**WHAT TO PRODUCE:** Reproduce the records below exactly as shown.

►

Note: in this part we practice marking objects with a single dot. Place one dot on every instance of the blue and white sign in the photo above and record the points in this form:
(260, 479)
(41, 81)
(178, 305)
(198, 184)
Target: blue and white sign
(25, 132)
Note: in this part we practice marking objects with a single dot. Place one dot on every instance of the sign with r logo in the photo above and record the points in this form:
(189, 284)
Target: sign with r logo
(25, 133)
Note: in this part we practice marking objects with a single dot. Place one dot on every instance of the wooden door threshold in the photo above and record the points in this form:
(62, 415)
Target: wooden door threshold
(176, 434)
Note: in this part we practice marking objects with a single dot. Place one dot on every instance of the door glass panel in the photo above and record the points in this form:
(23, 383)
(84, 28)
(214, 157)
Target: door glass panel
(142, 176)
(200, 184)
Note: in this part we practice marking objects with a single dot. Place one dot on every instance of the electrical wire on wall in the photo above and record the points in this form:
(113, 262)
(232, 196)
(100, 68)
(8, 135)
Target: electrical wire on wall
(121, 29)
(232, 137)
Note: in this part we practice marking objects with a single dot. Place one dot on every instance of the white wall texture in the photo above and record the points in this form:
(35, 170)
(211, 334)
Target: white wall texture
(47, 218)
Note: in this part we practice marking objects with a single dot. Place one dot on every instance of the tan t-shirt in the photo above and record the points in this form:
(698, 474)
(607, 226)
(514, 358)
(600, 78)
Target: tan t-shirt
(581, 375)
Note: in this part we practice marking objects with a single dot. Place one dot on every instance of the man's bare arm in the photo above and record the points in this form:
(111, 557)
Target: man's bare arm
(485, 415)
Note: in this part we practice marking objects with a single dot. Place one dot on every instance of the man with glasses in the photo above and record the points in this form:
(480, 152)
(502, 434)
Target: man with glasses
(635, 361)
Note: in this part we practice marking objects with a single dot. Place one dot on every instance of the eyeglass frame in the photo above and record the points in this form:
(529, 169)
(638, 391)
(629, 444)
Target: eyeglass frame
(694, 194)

◄

**OUTPUT FOR THIS EXERCISE:**
Note: in this part we practice marking objects with a single dot. Place one dot on every instance of the blue and white sign in the photo above and record the points in this form:
(260, 479)
(41, 81)
(178, 305)
(198, 184)
Target: blue and white sign
(25, 132)
Note: in this part we practice marking objects with a single dot. Place one dot on every instance of the sign with r logo in the photo above and record the points in this form:
(189, 284)
Target: sign with r logo
(25, 133)
Note: in this part we practice marking objects with a single dot. Place one dot on every instance of the wooden door threshold in the photo above and record the points in this form:
(62, 415)
Target: wooden door threshold
(176, 434)
Note: in this part we practice marking objects with a single dot. Place one dot on every instance of the door glass panel in the photo above and record the points in this form:
(23, 383)
(84, 28)
(214, 157)
Target: door glass panel
(142, 176)
(200, 184)
Note: in this part we practice marking objects with a single dot. Place one dot on every instance of the electrical wire on wall in the photo above and record the points in this form:
(113, 262)
(232, 196)
(100, 68)
(8, 135)
Target: electrical wire on wall
(121, 29)
(232, 137)
Note: in this part we practice marking objects with a single dot. Place one dot on every instance of the white wall texture in the photo above and record the points in this form:
(35, 170)
(211, 334)
Target: white wall texture
(47, 218)
Note: in this part we practice marking objects with a single dot. Place one dot on every instance of the tan t-shirt in the photo above and record the points in this form:
(698, 474)
(607, 226)
(514, 358)
(600, 78)
Target: tan t-shirt
(581, 375)
Note: in this part we practice marking objects with a single dot. Place one dot on every instance of the man's bare arm in the photo above and record the points in this form:
(111, 557)
Target: man's bare arm
(485, 415)
Note: in this part we practice marking objects with a single dot. Place one dot on every instance of the man with glasses in the photo above and record the points in this form:
(480, 152)
(502, 434)
Target: man with glasses
(635, 361)
Note: in this part we practice marking objects with a single dot. Place one dot on every instance of the eyeglass frame in the photo above and record the points in this form:
(529, 169)
(638, 391)
(629, 444)
Target: eyeglass frame
(694, 194)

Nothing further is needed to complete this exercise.